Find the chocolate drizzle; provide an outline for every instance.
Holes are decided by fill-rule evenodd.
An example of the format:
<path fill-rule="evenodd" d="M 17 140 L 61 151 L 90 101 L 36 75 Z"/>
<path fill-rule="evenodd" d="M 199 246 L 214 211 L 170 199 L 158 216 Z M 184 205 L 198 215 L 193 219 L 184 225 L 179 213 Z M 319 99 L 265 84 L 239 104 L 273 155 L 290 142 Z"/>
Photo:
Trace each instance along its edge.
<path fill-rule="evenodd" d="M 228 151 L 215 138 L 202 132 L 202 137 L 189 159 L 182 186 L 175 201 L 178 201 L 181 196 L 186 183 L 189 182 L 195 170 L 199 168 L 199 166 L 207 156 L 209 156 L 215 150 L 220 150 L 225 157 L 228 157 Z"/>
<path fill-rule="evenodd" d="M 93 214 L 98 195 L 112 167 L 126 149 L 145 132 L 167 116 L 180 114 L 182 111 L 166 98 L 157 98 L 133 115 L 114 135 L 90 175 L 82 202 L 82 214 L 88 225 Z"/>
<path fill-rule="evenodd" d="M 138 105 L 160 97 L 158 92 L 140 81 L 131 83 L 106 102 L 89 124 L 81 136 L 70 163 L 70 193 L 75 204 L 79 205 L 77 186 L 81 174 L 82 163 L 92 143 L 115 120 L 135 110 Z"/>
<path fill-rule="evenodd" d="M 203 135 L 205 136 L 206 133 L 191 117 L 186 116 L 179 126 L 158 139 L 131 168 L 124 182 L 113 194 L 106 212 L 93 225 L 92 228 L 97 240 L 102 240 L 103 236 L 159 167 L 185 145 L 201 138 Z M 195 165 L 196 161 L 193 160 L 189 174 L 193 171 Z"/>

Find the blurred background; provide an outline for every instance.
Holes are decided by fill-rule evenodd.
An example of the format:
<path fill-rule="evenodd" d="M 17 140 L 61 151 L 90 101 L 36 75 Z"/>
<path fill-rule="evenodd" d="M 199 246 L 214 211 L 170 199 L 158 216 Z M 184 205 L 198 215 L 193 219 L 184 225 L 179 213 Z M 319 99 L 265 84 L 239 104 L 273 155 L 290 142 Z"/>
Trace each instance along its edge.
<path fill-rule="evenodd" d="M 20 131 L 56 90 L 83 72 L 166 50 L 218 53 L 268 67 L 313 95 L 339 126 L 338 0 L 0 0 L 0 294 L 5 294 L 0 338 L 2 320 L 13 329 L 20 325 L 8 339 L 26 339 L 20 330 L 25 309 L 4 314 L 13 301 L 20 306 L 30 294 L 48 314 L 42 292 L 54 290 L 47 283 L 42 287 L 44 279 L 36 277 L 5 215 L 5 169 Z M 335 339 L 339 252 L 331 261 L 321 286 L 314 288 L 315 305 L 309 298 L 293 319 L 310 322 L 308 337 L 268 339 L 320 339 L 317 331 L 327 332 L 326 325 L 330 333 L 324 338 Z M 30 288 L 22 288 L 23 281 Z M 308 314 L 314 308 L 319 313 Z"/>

□ □ □ □

#### Given instruction
Update the lines from the very first one through the line that has "203 135 L 205", with "instance" replaced by "occurrence" and nothing else changed. Give back only those lines.

#### Response
Find the chocolate drizzle; provide an outline for every occurrence.
Holes are decided by fill-rule evenodd.
An example of the format:
<path fill-rule="evenodd" d="M 17 140 L 61 151 L 90 101 L 36 75 Z"/>
<path fill-rule="evenodd" d="M 199 246 L 214 211 L 170 199 L 158 216 Z M 184 205 L 198 215 L 193 219 L 184 225 L 179 213 Z M 319 99 L 265 84 L 239 104 L 273 155 L 290 142 Z"/>
Photo:
Trace each occurrence along its edge.
<path fill-rule="evenodd" d="M 228 151 L 215 138 L 202 132 L 202 137 L 189 159 L 182 186 L 175 201 L 178 201 L 181 196 L 186 183 L 189 182 L 195 170 L 199 168 L 199 166 L 207 156 L 209 156 L 215 150 L 220 150 L 225 157 L 228 157 Z"/>
<path fill-rule="evenodd" d="M 93 214 L 98 195 L 112 167 L 126 149 L 145 132 L 167 116 L 180 114 L 182 111 L 166 98 L 157 98 L 133 115 L 114 135 L 90 175 L 82 202 L 82 214 L 88 225 Z"/>
<path fill-rule="evenodd" d="M 138 105 L 160 97 L 158 92 L 140 81 L 131 83 L 106 102 L 89 124 L 81 136 L 70 163 L 70 193 L 75 204 L 79 205 L 77 186 L 81 174 L 82 163 L 92 143 L 115 120 L 135 110 Z"/>
<path fill-rule="evenodd" d="M 203 135 L 205 136 L 206 133 L 191 117 L 186 116 L 179 126 L 158 139 L 131 168 L 124 182 L 113 194 L 106 212 L 93 225 L 92 228 L 97 240 L 102 240 L 103 236 L 159 167 L 185 145 L 201 138 Z M 195 165 L 196 161 L 193 160 L 189 174 L 193 171 Z"/>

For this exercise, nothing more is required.